[Your task]:
Rewrite the listing below, changing every "evaluation" to "review" and leaving everything else the same.

[Given information]:
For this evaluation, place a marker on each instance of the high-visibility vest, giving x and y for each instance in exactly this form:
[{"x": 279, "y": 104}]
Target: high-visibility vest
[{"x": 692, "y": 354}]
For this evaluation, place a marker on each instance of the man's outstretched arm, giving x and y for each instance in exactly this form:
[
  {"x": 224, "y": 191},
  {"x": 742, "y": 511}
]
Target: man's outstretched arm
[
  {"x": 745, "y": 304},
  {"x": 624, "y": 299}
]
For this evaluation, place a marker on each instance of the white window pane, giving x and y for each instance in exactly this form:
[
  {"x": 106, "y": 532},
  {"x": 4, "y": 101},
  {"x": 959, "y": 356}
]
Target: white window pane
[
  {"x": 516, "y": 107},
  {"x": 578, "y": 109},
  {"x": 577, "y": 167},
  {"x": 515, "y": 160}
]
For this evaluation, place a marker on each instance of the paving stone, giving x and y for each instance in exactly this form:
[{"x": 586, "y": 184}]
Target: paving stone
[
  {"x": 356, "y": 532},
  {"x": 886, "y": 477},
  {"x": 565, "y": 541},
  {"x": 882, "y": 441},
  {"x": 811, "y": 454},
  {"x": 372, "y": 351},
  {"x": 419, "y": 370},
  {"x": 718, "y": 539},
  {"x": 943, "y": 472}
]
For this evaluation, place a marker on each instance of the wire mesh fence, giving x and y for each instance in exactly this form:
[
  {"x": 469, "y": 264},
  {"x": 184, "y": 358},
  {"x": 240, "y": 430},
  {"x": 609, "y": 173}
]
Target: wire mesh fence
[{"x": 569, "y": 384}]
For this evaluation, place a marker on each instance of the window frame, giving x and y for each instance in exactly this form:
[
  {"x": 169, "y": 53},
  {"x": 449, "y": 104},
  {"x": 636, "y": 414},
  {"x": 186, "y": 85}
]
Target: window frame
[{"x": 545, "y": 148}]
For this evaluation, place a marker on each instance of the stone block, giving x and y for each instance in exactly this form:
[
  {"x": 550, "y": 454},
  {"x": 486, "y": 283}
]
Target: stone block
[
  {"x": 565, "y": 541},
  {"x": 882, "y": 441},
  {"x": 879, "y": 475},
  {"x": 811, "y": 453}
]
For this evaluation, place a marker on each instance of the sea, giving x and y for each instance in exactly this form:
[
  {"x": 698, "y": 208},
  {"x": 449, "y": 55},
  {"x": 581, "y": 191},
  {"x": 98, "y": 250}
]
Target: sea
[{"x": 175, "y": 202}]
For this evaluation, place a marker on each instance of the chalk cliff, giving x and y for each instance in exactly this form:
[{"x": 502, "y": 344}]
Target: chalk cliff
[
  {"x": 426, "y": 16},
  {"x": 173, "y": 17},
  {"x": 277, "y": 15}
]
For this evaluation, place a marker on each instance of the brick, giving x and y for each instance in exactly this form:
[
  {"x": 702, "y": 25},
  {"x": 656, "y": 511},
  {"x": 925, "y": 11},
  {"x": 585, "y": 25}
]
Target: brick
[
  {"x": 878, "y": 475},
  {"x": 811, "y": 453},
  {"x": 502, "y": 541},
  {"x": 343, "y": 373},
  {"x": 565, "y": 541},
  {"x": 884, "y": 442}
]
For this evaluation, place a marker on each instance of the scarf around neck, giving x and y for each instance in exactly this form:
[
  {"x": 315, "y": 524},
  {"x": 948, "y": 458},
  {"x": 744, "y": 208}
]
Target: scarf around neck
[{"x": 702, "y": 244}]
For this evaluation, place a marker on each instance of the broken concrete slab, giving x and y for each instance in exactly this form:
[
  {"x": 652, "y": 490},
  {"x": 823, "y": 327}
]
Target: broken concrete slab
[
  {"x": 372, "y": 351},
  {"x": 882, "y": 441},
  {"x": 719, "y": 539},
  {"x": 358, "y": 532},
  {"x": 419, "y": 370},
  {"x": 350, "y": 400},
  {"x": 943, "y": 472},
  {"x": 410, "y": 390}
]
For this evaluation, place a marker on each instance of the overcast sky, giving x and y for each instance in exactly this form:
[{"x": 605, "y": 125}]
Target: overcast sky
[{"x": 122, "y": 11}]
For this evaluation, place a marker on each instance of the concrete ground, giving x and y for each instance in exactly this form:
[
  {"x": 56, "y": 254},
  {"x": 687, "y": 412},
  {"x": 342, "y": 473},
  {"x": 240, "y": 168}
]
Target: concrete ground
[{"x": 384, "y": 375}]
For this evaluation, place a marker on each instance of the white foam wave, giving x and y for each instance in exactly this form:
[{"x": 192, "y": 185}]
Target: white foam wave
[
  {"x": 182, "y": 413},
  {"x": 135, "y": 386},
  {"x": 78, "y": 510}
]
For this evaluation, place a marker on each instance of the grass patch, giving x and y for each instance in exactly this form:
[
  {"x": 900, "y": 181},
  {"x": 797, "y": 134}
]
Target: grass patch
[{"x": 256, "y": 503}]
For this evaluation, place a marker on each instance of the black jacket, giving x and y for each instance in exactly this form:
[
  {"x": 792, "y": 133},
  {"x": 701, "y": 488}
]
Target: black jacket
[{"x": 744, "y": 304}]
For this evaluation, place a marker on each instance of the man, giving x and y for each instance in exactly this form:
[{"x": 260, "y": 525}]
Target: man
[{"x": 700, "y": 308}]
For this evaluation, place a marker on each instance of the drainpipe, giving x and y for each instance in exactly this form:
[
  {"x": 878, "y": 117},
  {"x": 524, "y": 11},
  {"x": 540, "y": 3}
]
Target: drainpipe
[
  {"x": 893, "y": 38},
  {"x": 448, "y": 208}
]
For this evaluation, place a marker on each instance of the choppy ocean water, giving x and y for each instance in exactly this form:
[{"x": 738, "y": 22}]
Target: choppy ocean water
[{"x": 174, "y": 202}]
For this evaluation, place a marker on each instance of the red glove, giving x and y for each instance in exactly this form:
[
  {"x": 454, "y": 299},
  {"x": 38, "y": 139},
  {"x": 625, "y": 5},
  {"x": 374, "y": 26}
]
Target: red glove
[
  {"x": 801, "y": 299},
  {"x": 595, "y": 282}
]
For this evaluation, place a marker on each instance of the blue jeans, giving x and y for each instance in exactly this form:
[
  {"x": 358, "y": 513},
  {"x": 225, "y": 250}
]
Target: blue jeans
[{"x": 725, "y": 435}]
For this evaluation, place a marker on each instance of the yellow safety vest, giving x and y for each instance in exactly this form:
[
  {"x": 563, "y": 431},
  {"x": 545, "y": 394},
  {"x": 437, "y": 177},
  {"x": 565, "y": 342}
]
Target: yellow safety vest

[Reply]:
For this review, place a marker on each instance of the high-visibility vest, giving x and y for each instance in exactly this form:
[{"x": 279, "y": 104}]
Target: high-visibility vest
[{"x": 692, "y": 354}]
For this review, place a marker on each instance of the man's outstretched arm, giving x and y for each instance in exactly this form:
[
  {"x": 224, "y": 191},
  {"x": 742, "y": 511}
]
Target: man's outstretched arm
[
  {"x": 745, "y": 304},
  {"x": 624, "y": 299}
]
For this review, place a marker on each instance of the white window pane, giving x and y for each instance in exactly this form:
[
  {"x": 106, "y": 532},
  {"x": 4, "y": 101},
  {"x": 959, "y": 356}
]
Target: white window pane
[
  {"x": 516, "y": 107},
  {"x": 578, "y": 109},
  {"x": 577, "y": 167},
  {"x": 515, "y": 160}
]
For this review, place a marker on each instance of the paving stone, giving x and y for each instance in exactly this form:
[{"x": 586, "y": 184}]
Target: paving stone
[
  {"x": 356, "y": 532},
  {"x": 886, "y": 477},
  {"x": 565, "y": 541},
  {"x": 882, "y": 441},
  {"x": 811, "y": 454},
  {"x": 372, "y": 351},
  {"x": 419, "y": 370},
  {"x": 718, "y": 539},
  {"x": 943, "y": 472}
]
For this review, place a marker on each instance of the wire mesh fence, giving x and y for each instance in exactly this form:
[
  {"x": 469, "y": 264},
  {"x": 184, "y": 358},
  {"x": 240, "y": 430},
  {"x": 609, "y": 173}
]
Target: wire mesh fence
[{"x": 569, "y": 384}]
For this review, place a marker on each instance of the window frame, giving x and y for each instance in exactly this form:
[
  {"x": 169, "y": 53},
  {"x": 449, "y": 104},
  {"x": 636, "y": 414},
  {"x": 186, "y": 85}
]
Target: window frame
[{"x": 545, "y": 148}]
For this review, place a marker on each instance of the stone block, giving x and y for each instance in exactly this form:
[
  {"x": 550, "y": 454},
  {"x": 486, "y": 283}
]
Target: stone block
[
  {"x": 565, "y": 541},
  {"x": 882, "y": 441},
  {"x": 879, "y": 475},
  {"x": 811, "y": 453}
]
For this review, place a marker on each instance of the sea, giving x and y for each instance in exactly this form:
[
  {"x": 698, "y": 208},
  {"x": 449, "y": 55},
  {"x": 581, "y": 191},
  {"x": 98, "y": 250}
]
Target: sea
[{"x": 175, "y": 202}]
For this review, place a marker on each instance of the chalk cliff, giving x and y for each instance in exactly this form:
[{"x": 502, "y": 344}]
Target: chalk cliff
[
  {"x": 426, "y": 16},
  {"x": 173, "y": 17},
  {"x": 277, "y": 15}
]
For this review, place a marker on each instance of the brick, giving x and y for each instance in exactly this form:
[
  {"x": 702, "y": 25},
  {"x": 656, "y": 511},
  {"x": 925, "y": 11},
  {"x": 585, "y": 25}
]
Target: brick
[
  {"x": 878, "y": 475},
  {"x": 811, "y": 453},
  {"x": 502, "y": 541},
  {"x": 343, "y": 373},
  {"x": 565, "y": 541},
  {"x": 884, "y": 442}
]
For this review, place a marker on each instance of the scarf around neck, giving x and y for each instance in exactly this form:
[
  {"x": 315, "y": 524},
  {"x": 948, "y": 458},
  {"x": 744, "y": 208}
]
Target: scarf around neck
[{"x": 702, "y": 244}]
For this review, place a marker on each instance of the broken concrete slab, giving x and y for each instance in exactly this form:
[
  {"x": 652, "y": 490},
  {"x": 823, "y": 327}
]
Target: broken concrete slab
[
  {"x": 372, "y": 351},
  {"x": 882, "y": 441},
  {"x": 719, "y": 539},
  {"x": 358, "y": 532},
  {"x": 419, "y": 370},
  {"x": 350, "y": 400},
  {"x": 943, "y": 472},
  {"x": 410, "y": 390}
]
For this review, place a marker on each instance of the overcast sky, giving x and y for each instance in exactly this form:
[{"x": 605, "y": 125}]
Target: overcast sky
[{"x": 122, "y": 11}]
For this review, place a marker on each instance of the concrete ground, giving x and y for each instance in exactly this form:
[
  {"x": 56, "y": 254},
  {"x": 687, "y": 412},
  {"x": 342, "y": 473},
  {"x": 240, "y": 168}
]
Target: concrete ground
[{"x": 384, "y": 375}]
For this review, place a marker on each instance of the white foam wave, giving x and y for each instance in exactly this form:
[{"x": 192, "y": 185}]
Target: white foam wave
[
  {"x": 182, "y": 413},
  {"x": 135, "y": 386},
  {"x": 78, "y": 510}
]
For this review, place a marker on each instance of the grass patch, giving x and y for each instance in exactly this form:
[
  {"x": 900, "y": 181},
  {"x": 797, "y": 134}
]
Target: grass patch
[{"x": 256, "y": 503}]
For this review, place a marker on each instance of the black jacket, giving x and y for each instance in exactly this form:
[
  {"x": 792, "y": 133},
  {"x": 701, "y": 488}
]
Target: black jacket
[{"x": 744, "y": 304}]
For this review, place a marker on each instance of the man, giving x and y for each instance in exactly this form:
[{"x": 260, "y": 525}]
Target: man
[{"x": 700, "y": 308}]
For this review, place a marker on each instance of the drainpipe, giving x and y for each instance in exactly this form:
[
  {"x": 878, "y": 117},
  {"x": 524, "y": 11},
  {"x": 540, "y": 3}
]
Target: drainpipe
[
  {"x": 893, "y": 38},
  {"x": 448, "y": 208}
]
For this review, place a marker on each instance of the choppy ocean water, giving x and y for each instance in exactly this form:
[{"x": 738, "y": 22}]
Target: choppy ocean water
[{"x": 174, "y": 202}]
For this review, place a marker on each instance of the red glove, giving x and y for each instance in exactly this form:
[
  {"x": 454, "y": 299},
  {"x": 38, "y": 139},
  {"x": 625, "y": 5},
  {"x": 374, "y": 26}
]
Target: red glove
[
  {"x": 801, "y": 299},
  {"x": 595, "y": 282}
]
For this review, place a marker on each instance of the blue jeans, giving x and y for each instance in exactly this form:
[
  {"x": 358, "y": 513},
  {"x": 225, "y": 250}
]
Target: blue jeans
[{"x": 725, "y": 435}]
For this review, place a marker on each instance of the yellow safety vest, giving x and y for each instance in exactly this form:
[
  {"x": 563, "y": 431},
  {"x": 545, "y": 394},
  {"x": 437, "y": 177},
  {"x": 565, "y": 342}
]
Target: yellow safety vest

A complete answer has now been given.